Extract to read:
RD Sharma Solutions Class 11 Maths Chapter 23 Exercise 23.12: Practicing textbook questions will assist you in determining your level of preparation and understanding of the concept. From the links provided below, you can quickly get the pdf of RD Sharma Solutions Class 11 Maths Chapter 23 Exercise 23.12.
Download RD Sharma Class 11 Solutions Chapter 23 Exercise 23.12 Free PDF
RD Sharma Solutions Class 11 Maths Chapter 23 Exercise 23.12
We will cover the notions of lines parallel and perpendicular to a given line in this part, with examples to help students understand the concepts. Students who want to do well in their board exams should refer to RD Sharma Class 11 Solutions on a daily basis to practise the solutions.
Access answers to RD Sharma Solutions Class 11 Maths Chapter 23 Exercise 23.12- Important Question with Answers
1. Find the equation of a line passing through the point (2, 3) and parallel to the line 3x– 4y + 5 = 0.
Solution:
Given:
The equation is parallel to 3x − 4y + 5 = 0 and pass-through (2, 3)
The equation of the line parallel to 3x − 4y + 5 = 0 is
3x – 4y + λ = 0,
Where, λ is a constant.
It passes through (2, 3).
Substitute the values in above equation, we get
3 (2) – 4 (3) + λ = 0
6 – 12 + λ = 0
λ = 6
Now, substitute the value of λ = 6 in 3x – 4y + λ = 0, we get
3x − 4y + 6
∴ The required line is 3x − 4y + 6 = 0.
2. Find the equation of a line passing through (3, -2) and perpendicular to the line x – 3y + 5 = 0.
Solution:
Given:
The equation is perpendicular to x – 3y + 5 = 0 and passes through (3,-2)
The equation of the line perpendicular to x − 3y + 5 = 0 is
3x + y + λ = 0,
Where, λ is a constant.
It passes through (3, − 2).
Substitute the values in above equation, we get
3 (3) + (-2) + λ = 0
9 – 2 + λ = 0
λ = – 7
Now, substitute the value of λ = − 7 in 3x + y + λ = 0, we get
3x + y – 7 = 0
∴ The required line is 3x + y – 7 = 0.

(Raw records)
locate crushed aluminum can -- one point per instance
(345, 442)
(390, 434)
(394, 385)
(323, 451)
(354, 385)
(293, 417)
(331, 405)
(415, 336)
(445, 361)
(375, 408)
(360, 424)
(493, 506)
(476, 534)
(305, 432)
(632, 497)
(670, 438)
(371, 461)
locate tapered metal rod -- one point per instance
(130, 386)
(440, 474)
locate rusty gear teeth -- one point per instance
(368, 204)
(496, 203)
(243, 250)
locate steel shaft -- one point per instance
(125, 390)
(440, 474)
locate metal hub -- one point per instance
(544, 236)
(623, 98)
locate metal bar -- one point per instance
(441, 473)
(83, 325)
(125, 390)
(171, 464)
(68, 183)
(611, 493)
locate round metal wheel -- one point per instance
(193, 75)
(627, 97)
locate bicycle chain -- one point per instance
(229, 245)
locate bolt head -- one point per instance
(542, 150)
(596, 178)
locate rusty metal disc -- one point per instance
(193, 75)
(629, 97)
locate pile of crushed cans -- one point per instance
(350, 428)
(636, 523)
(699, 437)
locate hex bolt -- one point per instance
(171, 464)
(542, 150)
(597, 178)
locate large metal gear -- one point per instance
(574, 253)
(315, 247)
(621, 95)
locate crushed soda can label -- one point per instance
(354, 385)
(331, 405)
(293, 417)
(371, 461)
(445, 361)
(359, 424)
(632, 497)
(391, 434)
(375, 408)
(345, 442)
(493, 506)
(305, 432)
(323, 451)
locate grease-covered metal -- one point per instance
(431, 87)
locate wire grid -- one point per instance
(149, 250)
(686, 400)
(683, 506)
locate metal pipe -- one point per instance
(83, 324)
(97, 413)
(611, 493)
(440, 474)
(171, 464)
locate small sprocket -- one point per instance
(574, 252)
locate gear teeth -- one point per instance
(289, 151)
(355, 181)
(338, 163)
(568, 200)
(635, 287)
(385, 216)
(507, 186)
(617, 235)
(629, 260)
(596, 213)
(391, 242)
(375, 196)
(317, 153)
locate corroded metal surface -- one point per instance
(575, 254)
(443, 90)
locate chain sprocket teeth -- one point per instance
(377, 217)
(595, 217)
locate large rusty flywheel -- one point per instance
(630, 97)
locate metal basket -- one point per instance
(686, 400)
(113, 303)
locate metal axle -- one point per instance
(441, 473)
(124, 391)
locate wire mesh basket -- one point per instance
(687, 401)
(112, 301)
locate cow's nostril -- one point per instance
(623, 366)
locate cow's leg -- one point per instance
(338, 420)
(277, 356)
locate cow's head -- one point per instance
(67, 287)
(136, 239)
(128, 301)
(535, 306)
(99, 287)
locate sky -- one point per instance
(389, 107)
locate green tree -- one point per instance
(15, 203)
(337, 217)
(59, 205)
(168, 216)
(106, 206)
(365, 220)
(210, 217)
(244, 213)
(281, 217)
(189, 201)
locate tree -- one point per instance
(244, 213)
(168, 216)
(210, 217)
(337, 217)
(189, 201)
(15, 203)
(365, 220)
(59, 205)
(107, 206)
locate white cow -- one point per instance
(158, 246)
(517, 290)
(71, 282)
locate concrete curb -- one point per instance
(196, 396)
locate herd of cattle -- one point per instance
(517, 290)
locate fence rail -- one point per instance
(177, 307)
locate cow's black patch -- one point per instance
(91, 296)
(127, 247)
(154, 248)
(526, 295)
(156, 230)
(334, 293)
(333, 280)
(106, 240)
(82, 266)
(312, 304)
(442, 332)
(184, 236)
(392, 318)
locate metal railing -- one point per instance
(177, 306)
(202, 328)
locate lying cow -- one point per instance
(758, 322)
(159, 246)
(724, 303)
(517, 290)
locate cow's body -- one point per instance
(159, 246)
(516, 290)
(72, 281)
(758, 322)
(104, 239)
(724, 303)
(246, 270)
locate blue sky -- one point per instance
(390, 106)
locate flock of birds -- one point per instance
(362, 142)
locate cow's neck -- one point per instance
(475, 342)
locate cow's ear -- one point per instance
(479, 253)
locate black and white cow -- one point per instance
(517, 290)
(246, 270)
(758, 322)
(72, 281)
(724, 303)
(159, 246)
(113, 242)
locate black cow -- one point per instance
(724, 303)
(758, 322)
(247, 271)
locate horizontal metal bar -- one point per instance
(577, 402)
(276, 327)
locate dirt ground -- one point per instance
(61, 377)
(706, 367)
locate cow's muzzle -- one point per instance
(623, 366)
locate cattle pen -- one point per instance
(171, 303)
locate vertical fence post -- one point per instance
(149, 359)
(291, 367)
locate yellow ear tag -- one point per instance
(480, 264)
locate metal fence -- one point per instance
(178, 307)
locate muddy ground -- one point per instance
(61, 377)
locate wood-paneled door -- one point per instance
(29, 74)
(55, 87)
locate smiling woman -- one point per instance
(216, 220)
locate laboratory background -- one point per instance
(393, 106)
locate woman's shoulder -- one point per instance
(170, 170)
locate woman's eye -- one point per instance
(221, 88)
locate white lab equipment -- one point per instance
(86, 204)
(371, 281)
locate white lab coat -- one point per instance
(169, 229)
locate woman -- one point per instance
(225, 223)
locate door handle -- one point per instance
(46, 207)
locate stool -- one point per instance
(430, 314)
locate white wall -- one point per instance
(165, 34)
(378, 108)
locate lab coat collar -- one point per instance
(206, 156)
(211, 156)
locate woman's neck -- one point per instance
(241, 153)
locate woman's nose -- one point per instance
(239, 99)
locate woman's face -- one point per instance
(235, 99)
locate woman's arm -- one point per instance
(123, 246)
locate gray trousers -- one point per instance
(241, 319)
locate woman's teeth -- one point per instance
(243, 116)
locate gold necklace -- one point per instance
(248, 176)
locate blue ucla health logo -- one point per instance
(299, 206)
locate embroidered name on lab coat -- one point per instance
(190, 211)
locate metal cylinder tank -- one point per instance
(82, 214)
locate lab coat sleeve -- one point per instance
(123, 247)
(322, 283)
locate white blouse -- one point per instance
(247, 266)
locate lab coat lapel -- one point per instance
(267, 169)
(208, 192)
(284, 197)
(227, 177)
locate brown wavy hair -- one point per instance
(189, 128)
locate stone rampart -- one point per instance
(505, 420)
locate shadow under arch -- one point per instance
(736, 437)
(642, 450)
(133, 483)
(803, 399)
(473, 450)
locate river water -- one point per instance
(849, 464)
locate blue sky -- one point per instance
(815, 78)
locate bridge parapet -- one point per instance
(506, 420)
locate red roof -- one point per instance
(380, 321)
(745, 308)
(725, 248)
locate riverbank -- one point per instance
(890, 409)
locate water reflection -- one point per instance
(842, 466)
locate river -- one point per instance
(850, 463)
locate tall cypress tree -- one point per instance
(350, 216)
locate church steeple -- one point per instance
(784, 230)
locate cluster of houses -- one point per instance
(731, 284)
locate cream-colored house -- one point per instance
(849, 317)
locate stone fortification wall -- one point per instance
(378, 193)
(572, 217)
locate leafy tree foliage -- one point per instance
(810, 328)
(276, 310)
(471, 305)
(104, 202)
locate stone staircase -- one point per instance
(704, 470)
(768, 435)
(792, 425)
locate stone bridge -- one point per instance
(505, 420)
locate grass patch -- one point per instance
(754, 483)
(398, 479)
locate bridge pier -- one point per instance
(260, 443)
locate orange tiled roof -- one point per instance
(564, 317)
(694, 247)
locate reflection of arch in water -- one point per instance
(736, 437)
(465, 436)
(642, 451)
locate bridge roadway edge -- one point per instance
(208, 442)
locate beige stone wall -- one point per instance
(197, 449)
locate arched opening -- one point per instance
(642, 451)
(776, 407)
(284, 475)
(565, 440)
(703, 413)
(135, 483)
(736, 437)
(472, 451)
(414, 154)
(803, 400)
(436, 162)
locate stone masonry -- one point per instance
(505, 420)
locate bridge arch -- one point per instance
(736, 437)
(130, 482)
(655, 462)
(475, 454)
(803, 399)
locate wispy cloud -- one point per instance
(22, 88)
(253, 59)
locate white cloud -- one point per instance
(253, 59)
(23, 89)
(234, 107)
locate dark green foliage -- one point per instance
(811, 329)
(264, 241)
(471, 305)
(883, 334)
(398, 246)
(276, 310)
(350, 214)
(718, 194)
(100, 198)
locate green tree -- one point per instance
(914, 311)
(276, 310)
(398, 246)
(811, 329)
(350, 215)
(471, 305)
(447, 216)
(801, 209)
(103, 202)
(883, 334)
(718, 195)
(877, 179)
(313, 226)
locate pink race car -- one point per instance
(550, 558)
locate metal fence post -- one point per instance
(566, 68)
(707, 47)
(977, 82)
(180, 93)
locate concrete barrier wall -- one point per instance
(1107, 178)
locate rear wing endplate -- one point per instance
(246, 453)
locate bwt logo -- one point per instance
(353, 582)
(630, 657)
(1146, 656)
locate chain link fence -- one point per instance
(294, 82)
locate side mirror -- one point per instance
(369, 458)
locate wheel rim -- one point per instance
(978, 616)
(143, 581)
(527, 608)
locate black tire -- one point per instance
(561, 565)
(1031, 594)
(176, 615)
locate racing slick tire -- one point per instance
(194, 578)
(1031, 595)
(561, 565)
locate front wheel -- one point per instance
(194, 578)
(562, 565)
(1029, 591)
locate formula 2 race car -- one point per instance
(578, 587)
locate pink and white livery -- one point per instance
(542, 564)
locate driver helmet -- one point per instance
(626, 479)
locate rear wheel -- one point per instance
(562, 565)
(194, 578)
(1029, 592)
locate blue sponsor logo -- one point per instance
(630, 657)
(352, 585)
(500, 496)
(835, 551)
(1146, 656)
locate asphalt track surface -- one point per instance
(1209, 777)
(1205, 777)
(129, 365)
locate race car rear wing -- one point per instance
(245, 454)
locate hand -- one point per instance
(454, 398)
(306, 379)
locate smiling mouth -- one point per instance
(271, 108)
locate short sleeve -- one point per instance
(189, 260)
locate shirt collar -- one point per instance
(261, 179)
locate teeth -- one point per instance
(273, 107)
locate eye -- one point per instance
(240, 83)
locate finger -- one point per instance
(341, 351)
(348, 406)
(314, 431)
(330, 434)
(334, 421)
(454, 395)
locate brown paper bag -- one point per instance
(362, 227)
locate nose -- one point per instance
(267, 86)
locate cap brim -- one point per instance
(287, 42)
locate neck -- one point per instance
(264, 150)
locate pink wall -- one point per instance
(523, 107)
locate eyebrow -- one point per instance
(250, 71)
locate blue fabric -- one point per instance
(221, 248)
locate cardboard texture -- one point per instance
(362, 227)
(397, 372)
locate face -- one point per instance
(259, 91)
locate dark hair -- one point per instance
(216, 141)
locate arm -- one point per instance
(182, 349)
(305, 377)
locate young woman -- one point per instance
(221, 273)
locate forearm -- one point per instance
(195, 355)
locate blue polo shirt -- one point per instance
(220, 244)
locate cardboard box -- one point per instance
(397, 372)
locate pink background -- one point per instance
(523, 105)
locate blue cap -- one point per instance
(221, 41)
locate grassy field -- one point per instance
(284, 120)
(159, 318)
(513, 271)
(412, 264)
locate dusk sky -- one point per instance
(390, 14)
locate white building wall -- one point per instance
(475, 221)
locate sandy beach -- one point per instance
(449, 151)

Task brief:
Write out the passage of the page on parallel and perpendicular lines between "It passes through (2, 3)." and "3x − 4y + 6 = 0.", inclusive, with every word and symbol unchanged.

Answer to this exercise:
It passes through (2, 3).
Substitute the values in above equation, we get
3 (2) – 4 (3) + λ = 0
6 – 12 + λ = 0
λ = 6
Now, substitute the value of λ = 6 in 3x – 4y + λ = 0, we get
3x − 4y + 6
∴ The required line is 3x − 4y + 6 = 0.